- Brief -
When you reach the line containing "positive clicks: (498, 247)" in the data below, begin returning lines exactly as written, and stop once the line containing "positive clicks: (438, 228)" has been returned.

- Exercise material -
____
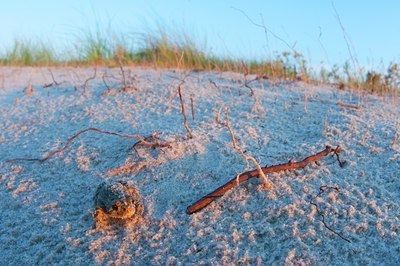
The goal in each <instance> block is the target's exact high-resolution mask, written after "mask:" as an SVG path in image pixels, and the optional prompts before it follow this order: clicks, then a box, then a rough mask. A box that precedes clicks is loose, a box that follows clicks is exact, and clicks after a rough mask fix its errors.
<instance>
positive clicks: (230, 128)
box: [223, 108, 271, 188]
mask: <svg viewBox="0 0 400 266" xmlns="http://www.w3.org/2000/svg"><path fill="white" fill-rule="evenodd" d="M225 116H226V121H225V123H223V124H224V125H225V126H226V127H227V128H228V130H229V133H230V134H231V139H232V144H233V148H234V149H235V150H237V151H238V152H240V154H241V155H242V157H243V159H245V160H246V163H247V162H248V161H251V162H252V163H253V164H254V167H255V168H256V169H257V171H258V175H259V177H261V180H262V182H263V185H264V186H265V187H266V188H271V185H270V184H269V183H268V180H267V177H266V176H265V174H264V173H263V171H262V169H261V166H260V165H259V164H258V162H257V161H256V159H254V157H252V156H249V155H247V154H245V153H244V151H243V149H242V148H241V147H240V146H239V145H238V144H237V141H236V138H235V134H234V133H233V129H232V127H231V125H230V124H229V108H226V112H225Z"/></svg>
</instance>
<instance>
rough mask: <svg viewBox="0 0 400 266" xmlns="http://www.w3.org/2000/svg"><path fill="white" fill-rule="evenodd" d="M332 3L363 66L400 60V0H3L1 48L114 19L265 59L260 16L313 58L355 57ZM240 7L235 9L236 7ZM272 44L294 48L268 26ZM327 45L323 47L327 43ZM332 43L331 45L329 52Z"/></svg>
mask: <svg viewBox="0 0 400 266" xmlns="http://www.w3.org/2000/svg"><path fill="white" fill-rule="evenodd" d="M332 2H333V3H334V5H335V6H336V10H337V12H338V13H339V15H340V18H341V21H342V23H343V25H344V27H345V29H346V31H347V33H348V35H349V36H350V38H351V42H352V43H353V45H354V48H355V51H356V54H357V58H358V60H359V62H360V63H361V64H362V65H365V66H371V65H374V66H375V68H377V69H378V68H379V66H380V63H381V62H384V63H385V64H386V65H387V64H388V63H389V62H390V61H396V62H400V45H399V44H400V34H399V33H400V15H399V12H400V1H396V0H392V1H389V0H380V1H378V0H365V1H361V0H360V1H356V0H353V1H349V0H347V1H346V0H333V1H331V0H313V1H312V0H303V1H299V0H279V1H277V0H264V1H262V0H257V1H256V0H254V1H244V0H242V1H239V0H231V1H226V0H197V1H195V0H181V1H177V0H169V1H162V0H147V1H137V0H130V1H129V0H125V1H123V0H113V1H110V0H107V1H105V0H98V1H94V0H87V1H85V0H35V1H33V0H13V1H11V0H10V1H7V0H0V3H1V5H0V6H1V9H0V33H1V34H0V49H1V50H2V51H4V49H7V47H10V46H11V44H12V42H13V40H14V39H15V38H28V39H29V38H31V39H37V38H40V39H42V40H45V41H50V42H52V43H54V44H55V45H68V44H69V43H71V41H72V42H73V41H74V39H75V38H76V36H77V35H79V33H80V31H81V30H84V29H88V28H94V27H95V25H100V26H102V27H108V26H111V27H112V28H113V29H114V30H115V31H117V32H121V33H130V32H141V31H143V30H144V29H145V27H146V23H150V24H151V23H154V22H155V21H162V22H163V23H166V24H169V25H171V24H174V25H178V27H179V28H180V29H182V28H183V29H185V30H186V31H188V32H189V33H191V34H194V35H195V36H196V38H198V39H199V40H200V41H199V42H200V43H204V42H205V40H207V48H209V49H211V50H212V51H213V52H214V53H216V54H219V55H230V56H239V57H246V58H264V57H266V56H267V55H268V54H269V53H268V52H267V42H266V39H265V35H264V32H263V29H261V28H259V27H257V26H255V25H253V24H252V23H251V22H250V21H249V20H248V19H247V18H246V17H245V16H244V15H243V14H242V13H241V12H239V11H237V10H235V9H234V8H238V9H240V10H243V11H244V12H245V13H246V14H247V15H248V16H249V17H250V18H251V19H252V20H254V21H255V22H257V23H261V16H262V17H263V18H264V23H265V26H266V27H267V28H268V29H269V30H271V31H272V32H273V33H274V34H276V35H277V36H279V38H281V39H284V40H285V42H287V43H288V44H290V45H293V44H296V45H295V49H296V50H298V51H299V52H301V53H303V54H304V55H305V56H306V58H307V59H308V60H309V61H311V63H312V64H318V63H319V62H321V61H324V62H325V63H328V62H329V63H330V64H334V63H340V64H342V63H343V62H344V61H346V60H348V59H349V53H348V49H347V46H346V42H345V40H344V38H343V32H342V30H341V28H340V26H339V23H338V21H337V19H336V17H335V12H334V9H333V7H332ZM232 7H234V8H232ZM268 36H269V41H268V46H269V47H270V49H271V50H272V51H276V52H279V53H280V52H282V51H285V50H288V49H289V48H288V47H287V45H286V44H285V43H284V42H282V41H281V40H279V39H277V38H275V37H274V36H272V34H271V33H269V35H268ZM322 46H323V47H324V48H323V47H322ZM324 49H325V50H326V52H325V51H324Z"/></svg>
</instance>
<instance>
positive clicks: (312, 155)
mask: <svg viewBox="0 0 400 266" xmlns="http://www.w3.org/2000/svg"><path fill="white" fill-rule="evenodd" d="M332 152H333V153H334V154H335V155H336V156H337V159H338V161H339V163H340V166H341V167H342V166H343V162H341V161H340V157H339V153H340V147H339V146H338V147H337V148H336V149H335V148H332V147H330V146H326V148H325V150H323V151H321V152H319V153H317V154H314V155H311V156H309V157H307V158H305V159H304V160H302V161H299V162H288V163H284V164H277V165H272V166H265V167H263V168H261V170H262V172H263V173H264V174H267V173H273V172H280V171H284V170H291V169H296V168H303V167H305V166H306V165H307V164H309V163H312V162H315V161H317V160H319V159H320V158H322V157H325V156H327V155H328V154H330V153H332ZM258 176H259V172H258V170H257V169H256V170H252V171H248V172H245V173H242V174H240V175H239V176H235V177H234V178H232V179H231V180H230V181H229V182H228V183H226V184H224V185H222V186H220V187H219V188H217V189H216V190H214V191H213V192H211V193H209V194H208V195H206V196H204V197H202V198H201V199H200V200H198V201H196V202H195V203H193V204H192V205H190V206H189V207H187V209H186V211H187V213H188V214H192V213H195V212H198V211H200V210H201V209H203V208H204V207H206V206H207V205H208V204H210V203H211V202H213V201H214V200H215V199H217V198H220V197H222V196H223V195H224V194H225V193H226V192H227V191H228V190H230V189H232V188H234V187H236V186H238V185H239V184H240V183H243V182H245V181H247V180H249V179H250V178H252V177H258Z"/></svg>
____
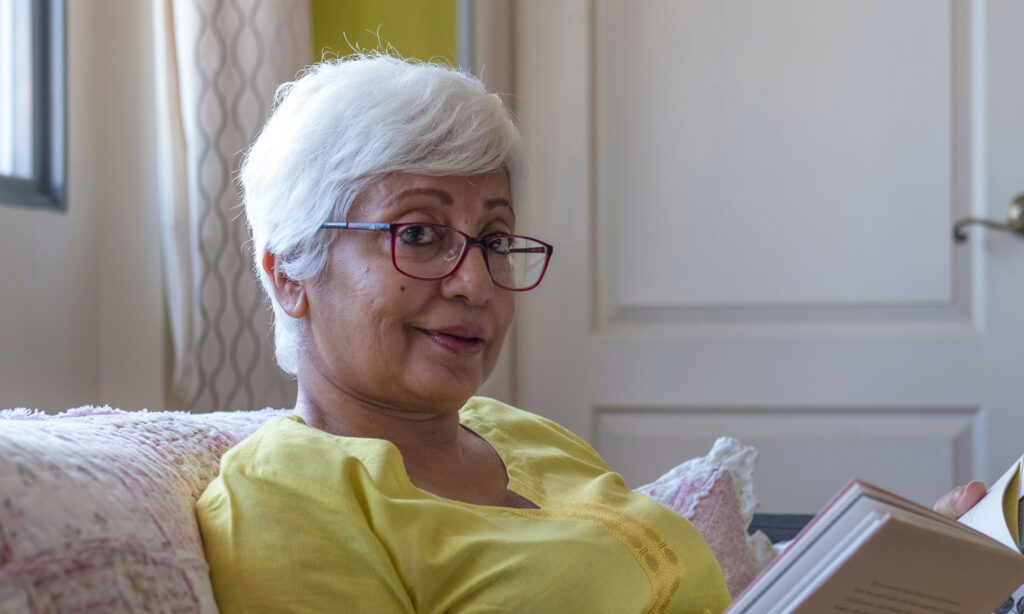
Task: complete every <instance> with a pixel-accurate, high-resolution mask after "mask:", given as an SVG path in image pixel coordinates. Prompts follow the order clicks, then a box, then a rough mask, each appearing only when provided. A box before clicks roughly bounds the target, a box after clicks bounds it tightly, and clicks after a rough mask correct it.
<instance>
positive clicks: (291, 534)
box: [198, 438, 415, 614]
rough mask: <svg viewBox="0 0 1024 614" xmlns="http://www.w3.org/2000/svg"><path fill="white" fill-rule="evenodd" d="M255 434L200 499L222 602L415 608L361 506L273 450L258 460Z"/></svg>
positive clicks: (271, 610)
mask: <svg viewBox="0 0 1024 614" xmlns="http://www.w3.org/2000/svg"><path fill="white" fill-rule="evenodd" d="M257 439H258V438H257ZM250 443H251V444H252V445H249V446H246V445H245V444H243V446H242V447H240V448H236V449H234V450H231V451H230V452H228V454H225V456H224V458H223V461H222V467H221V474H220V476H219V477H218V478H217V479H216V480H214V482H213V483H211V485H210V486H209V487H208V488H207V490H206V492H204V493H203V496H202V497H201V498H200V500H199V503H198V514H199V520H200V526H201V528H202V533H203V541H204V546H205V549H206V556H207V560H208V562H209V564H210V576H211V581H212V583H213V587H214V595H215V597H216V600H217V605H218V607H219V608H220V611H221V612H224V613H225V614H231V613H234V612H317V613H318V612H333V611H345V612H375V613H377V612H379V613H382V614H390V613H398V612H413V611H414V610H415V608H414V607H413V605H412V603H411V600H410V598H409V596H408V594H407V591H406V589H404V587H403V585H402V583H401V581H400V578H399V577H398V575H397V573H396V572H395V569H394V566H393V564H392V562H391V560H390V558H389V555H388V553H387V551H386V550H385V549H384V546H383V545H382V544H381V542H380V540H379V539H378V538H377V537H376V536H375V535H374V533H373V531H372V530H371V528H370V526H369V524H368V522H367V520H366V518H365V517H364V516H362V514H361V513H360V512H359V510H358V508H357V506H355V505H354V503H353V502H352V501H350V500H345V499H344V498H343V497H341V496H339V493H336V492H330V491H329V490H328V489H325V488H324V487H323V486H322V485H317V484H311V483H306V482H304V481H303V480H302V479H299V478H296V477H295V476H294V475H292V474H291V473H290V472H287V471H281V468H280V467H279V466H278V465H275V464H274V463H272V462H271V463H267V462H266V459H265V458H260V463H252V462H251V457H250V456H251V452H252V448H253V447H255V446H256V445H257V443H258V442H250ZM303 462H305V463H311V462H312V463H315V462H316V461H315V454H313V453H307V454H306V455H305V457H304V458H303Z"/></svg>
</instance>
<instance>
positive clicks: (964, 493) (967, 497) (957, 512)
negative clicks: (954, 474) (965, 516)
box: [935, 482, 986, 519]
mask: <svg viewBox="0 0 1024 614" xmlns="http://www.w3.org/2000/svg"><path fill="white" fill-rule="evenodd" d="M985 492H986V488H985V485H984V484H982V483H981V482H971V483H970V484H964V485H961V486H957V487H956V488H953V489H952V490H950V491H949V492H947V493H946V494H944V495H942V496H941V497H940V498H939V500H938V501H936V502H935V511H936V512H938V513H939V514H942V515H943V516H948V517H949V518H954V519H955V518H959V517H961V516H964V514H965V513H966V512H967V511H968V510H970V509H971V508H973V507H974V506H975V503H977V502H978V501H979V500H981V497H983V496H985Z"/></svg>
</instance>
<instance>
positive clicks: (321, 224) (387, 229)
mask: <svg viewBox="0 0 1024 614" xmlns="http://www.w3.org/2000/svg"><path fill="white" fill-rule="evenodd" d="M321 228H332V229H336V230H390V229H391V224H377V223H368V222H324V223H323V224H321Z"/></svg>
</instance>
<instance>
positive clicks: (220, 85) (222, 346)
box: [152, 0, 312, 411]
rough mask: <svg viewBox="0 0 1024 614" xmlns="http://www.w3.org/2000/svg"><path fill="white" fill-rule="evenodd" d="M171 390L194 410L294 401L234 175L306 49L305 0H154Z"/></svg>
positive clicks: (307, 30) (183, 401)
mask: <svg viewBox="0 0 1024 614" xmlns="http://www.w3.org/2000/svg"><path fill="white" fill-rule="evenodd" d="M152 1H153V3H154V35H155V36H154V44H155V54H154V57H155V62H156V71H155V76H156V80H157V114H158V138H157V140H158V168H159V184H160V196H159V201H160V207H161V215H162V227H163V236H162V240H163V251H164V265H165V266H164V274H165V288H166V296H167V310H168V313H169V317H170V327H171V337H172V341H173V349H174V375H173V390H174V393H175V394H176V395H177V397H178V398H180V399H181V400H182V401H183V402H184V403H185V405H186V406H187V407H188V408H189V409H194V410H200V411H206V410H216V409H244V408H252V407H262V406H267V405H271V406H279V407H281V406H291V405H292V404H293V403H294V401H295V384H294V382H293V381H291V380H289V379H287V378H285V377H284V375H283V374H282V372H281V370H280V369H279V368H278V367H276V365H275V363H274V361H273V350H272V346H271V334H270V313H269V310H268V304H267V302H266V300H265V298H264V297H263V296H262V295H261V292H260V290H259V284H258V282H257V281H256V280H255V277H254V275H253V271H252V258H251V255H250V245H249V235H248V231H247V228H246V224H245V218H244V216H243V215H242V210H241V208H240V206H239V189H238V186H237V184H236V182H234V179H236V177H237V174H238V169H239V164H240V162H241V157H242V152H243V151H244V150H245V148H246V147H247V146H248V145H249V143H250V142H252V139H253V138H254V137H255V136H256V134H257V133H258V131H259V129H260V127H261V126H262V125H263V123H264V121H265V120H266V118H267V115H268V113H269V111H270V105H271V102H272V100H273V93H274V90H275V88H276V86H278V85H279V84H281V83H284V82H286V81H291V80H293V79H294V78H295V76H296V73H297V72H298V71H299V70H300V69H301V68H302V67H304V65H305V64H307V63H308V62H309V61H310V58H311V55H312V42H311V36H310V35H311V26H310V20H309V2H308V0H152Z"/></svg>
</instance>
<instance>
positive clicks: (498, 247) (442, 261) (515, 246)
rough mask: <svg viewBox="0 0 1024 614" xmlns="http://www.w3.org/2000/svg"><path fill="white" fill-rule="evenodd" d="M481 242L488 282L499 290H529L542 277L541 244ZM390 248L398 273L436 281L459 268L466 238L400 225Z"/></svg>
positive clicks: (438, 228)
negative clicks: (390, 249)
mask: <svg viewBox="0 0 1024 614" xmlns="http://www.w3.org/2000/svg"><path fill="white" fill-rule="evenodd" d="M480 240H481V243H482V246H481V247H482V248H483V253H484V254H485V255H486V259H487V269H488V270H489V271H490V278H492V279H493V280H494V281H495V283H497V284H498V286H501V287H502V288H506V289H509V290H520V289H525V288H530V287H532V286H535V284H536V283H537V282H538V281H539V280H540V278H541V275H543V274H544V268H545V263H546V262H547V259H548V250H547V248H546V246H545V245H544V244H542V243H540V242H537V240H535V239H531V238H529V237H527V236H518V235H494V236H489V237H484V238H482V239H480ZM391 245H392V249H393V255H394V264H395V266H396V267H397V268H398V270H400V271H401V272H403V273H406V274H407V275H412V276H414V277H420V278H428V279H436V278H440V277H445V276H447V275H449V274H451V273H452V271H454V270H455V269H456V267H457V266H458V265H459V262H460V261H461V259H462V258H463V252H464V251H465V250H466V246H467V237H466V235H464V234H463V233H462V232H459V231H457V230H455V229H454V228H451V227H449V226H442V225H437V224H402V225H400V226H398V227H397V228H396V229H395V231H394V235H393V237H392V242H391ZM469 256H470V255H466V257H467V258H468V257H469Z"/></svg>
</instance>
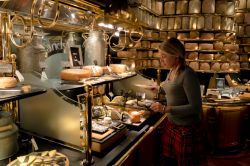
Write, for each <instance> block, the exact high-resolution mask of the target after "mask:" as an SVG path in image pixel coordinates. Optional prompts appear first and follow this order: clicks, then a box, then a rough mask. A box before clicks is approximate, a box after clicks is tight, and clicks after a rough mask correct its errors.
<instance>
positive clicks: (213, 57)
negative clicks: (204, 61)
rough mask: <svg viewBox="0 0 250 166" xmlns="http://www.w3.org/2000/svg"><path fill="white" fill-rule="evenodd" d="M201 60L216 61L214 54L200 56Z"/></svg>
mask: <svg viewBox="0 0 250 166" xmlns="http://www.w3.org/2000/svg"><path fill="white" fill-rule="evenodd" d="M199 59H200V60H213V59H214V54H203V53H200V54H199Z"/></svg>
____
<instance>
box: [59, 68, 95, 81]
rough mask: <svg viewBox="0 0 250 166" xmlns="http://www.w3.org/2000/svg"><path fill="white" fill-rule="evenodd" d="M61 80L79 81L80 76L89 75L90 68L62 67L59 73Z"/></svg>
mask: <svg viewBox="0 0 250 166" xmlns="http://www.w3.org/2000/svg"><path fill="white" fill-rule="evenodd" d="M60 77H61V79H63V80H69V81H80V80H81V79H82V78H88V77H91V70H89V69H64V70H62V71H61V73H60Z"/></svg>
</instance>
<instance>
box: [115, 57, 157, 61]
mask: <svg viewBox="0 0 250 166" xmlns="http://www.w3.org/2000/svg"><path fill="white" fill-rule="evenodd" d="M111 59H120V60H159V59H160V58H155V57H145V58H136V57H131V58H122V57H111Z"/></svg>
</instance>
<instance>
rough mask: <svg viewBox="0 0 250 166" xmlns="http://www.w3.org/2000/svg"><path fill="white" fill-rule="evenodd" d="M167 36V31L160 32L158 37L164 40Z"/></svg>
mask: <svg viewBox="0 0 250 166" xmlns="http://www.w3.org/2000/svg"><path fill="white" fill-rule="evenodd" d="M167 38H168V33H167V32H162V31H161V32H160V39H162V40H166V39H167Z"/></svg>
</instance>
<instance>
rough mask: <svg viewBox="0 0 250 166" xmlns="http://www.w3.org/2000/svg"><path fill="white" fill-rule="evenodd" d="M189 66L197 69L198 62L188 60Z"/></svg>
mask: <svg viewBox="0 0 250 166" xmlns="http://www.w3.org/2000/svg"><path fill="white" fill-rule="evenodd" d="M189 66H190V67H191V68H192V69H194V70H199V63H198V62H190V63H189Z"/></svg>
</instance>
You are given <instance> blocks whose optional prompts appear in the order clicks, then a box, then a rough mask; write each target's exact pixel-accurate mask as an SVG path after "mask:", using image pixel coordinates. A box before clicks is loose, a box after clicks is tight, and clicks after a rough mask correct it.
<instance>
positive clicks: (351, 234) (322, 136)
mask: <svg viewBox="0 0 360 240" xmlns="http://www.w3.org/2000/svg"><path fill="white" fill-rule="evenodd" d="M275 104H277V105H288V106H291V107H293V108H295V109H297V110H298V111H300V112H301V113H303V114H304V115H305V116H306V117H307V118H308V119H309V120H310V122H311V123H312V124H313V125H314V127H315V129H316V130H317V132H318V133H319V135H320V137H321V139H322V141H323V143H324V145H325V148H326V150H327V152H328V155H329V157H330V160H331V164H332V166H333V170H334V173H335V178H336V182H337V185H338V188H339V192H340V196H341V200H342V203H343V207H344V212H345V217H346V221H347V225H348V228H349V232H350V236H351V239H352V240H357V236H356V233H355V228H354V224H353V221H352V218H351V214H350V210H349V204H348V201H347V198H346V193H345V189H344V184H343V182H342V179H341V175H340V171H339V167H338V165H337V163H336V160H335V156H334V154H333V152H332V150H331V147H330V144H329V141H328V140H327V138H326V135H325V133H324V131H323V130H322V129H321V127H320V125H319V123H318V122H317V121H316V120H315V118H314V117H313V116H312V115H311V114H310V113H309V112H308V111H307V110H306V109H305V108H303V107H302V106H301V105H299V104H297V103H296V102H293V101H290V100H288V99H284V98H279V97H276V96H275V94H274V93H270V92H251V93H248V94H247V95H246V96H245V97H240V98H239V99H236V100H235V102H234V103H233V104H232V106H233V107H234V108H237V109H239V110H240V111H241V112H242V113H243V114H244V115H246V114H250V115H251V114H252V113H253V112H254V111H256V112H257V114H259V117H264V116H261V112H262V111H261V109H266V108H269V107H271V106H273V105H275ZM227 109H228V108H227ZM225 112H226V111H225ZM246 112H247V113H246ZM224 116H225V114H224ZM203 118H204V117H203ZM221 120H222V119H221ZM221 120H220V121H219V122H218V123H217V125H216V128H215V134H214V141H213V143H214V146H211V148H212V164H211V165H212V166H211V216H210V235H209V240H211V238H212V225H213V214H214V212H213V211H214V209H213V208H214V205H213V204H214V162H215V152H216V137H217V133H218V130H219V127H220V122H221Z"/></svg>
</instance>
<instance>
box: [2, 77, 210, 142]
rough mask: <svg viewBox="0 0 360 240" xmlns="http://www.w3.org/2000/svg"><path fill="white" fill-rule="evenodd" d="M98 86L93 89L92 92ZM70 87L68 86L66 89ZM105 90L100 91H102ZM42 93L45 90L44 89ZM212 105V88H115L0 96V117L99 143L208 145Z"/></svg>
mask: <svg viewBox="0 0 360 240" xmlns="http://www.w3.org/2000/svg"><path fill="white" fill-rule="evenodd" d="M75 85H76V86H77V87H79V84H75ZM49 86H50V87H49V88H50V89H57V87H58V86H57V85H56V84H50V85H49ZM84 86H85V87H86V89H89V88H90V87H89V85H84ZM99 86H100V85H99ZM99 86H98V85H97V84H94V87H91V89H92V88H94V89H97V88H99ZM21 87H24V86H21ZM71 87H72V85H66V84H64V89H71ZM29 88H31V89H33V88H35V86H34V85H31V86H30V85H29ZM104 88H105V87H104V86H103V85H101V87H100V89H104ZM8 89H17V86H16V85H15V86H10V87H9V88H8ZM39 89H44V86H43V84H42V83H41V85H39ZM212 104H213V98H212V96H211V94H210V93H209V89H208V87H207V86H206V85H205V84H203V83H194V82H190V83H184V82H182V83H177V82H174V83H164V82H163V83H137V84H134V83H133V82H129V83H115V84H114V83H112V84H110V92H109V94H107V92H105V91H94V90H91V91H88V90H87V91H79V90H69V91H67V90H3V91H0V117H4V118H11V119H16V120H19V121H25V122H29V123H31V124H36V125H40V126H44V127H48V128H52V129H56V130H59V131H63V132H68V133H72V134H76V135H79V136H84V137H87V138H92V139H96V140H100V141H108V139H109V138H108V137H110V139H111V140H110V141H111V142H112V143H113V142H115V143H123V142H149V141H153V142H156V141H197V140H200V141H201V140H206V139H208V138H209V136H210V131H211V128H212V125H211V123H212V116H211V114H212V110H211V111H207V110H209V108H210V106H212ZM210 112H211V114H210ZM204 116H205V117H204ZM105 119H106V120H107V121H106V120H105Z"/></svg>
____
- Response for this exercise -
positive clicks: (498, 247) (442, 261) (515, 246)
rough mask: <svg viewBox="0 0 1024 614" xmlns="http://www.w3.org/2000/svg"><path fill="white" fill-rule="evenodd" d="M481 242L488 282L499 290H529L542 277L541 244ZM390 248L398 273L436 281L459 268L466 238L400 225Z"/></svg>
positive clicks: (438, 228)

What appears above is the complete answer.